# What is required
Rewrite all the items below, changing each "game-film review" to "game-tape review" and leaving everything else unchanged. Omit the pictures from your answer.

Data for this exercise start

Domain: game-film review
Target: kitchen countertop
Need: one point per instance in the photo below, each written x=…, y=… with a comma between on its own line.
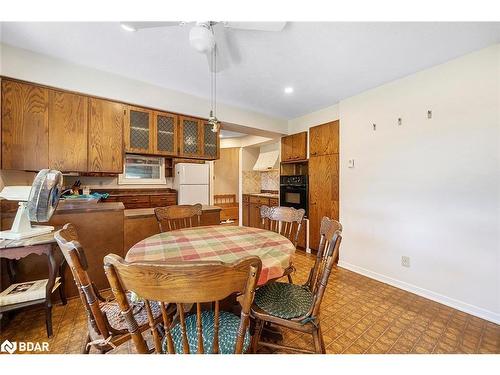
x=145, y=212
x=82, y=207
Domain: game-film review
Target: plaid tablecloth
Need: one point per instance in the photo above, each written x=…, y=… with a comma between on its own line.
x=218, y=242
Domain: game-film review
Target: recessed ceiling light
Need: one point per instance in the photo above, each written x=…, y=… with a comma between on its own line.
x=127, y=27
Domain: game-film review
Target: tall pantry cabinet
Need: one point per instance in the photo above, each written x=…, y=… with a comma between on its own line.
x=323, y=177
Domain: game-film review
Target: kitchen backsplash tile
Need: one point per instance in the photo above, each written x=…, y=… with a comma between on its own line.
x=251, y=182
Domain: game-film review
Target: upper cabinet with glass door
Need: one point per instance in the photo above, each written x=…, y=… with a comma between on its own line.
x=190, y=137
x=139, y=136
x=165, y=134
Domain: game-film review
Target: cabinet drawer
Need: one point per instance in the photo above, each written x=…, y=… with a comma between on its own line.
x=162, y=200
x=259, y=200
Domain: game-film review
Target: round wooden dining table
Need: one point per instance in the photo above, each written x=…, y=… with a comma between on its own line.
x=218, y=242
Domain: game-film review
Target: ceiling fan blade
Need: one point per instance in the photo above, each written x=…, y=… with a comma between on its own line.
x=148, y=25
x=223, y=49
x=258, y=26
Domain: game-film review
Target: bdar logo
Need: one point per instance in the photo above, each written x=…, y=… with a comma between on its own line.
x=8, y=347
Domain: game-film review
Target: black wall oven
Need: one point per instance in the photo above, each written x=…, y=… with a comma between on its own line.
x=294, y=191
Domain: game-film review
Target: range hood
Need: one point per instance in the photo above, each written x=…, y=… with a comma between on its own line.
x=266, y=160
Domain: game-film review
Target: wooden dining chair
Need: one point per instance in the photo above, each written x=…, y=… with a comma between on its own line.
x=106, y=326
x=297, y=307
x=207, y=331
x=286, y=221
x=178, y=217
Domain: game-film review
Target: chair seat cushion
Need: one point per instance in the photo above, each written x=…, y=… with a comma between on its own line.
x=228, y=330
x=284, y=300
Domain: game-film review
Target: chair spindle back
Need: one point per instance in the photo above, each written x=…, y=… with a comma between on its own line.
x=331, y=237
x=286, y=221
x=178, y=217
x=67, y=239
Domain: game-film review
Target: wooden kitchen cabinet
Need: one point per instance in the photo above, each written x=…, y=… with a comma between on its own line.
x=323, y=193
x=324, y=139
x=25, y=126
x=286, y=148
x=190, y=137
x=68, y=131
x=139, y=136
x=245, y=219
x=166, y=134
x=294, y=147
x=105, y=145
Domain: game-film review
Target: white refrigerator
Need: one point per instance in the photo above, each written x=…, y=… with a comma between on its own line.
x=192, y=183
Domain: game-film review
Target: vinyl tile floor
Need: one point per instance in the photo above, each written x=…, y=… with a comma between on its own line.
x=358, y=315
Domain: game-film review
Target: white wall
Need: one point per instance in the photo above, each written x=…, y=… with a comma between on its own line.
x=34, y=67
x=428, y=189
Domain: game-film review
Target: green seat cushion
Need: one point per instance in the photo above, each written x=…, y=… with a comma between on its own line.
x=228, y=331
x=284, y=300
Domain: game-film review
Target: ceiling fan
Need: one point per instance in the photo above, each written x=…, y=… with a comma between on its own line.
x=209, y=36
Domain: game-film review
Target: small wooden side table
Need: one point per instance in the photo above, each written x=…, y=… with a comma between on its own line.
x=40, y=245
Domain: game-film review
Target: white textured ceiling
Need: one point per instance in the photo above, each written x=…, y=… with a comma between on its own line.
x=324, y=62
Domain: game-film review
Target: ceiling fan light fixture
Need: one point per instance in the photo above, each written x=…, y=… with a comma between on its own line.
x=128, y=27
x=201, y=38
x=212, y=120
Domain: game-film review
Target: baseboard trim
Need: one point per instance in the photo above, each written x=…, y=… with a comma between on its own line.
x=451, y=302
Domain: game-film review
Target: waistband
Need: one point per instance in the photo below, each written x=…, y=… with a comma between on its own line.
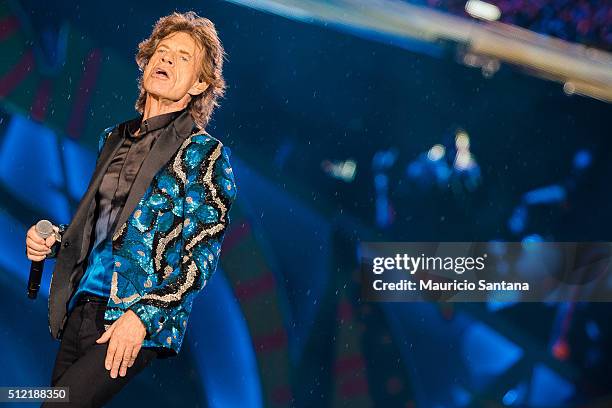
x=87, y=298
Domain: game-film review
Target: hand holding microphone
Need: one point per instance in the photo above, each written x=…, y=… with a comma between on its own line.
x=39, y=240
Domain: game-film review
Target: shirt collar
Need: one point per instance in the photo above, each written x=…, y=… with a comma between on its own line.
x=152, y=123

Data for this exercise end

# Finished exercise
Domain: game-tape review
Target: kitchen countertop
Need: one point per instance in the photo below, each written x=…, y=… with a comma between on its own line.
x=145, y=212
x=82, y=207
Domain: game-tape review
Target: plaid tablecloth
Need: one point per instance in the photo above, each written x=…, y=… with a comma between on its own line.
x=218, y=242
Domain: game-tape review
Target: recessed ceiling light
Need: one point per instance in the photo above, each written x=…, y=… with a comma between on its own line.
x=127, y=27
Domain: game-tape review
Target: tall pantry cabinet
Need: one point per instance in the photo above, each written x=…, y=… with a comma between on its own line.
x=323, y=177
Domain: game-tape review
Target: kitchen backsplash tile
Need: one point per instance in the photo above, each written x=…, y=… with a comma between on its own line.
x=251, y=182
Domain: game-tape review
Target: upper cabinet with glass door
Need: one point per instance in the photo above, each written x=…, y=… with a comma between on its own line.
x=190, y=137
x=139, y=136
x=165, y=134
Domain: game-tape review
Target: cabinet drawer
Need: one point per instance in the photo above, each written x=…, y=… with a comma between on its own line.
x=162, y=200
x=259, y=200
Domain: game-tape review
Target: round wooden dining table
Need: one point per instance in the photo above, each written x=…, y=… with a comma between on its own line.
x=218, y=242
Domain: game-tape review
Target: ceiling fan blade
Need: one point per instance in the photo above, each written x=…, y=… with a comma between on its own line.
x=148, y=25
x=223, y=49
x=258, y=26
Domain: game-tape review
Target: bdar logo
Need: one point per instance in the photo above, each written x=…, y=… with a comma between on its own line.
x=8, y=347
Domain: game-tape review
Target: black wall oven
Need: one point per instance in the photo above, each written x=…, y=… with a comma between on its own line.
x=294, y=191
Domain: game-tape review
Target: range hood
Need: one point per instance in the photo above, each written x=…, y=… with a comma between on its own line.
x=266, y=160
Domain: game-tape review
Target: wooden dining chair
Need: one point per instance in the photo above, each written x=…, y=… with a comma between on its own line.
x=106, y=326
x=297, y=307
x=207, y=331
x=286, y=221
x=178, y=217
Domain: game-tape review
Target: chair seat cushion
Need: one point per instance in the photo above, each written x=…, y=… with a comma between on its own line.
x=228, y=330
x=284, y=300
Domain: game-tape review
Target: chair spindle back
Need: one point per instance in the photo above, each written x=…, y=… with a comma between on its own line.
x=331, y=237
x=286, y=221
x=178, y=217
x=67, y=239
Domain: game-tape review
Target: wooden kitchen cabinet
Need: one point per instance in the photo above, each written x=…, y=… with a comma between on its own line.
x=323, y=193
x=324, y=139
x=25, y=126
x=286, y=148
x=190, y=137
x=68, y=131
x=139, y=136
x=245, y=219
x=166, y=134
x=294, y=147
x=105, y=145
Domain: game-tape review
Target: white refrigerator
Need: one point per instance in the photo above, each written x=…, y=… with a comma between on its own line.
x=192, y=183
Domain: game-tape review
Target: vinyl tile floor
Need: one point per instance in the photo above, each written x=…, y=… with a comma between on its own line.
x=358, y=315
Domain: game-tape review
Target: white wall
Need: one point per instance in the photo above, each written x=…, y=… with a comma between on its own line.
x=34, y=67
x=428, y=189
Domain: game-tape review
Target: green seat cushion
Need: one point per instance in the photo above, each written x=…, y=… with a comma between on its own line.
x=228, y=331
x=284, y=300
Domain: game-tape review
Target: ceiling fan
Need: one point per instance in the photo above, each written x=…, y=… with a comma between on its own line.
x=209, y=36
Domain: game-tape review
Target: small wooden side table
Need: one point per instance in the photo above, each written x=…, y=… with a comma between on its own line.
x=40, y=245
Domain: game-tape review
Target: white textured ceiling
Need: one point per instance in the photo above, each written x=…, y=… with a comma between on its own line.
x=324, y=62
Domain: game-tape review
Target: ceiling fan light fixture
Need: one point per instance in the photo above, each written x=…, y=… with a comma between on its own line.
x=128, y=27
x=201, y=38
x=212, y=120
Domain: game-tape review
Target: baseboard trim
Need: one point per instance in the photo above, each written x=…, y=… with a comma between on its own line.
x=451, y=302
Domain: game-tape review
Target: waistband
Need: one point per instance in the photo below, each written x=…, y=… with a comma between on its own line.
x=87, y=298
Domain: game-tape review
Target: hand holding microphone
Need: one point per instance in the photo above, each written x=…, y=… with a comma between on its own line.
x=39, y=240
Domain: game-tape review
Target: shirt collar
Need: one point per instance in the photo above, each written x=…, y=… with a comma between on its own line.
x=152, y=123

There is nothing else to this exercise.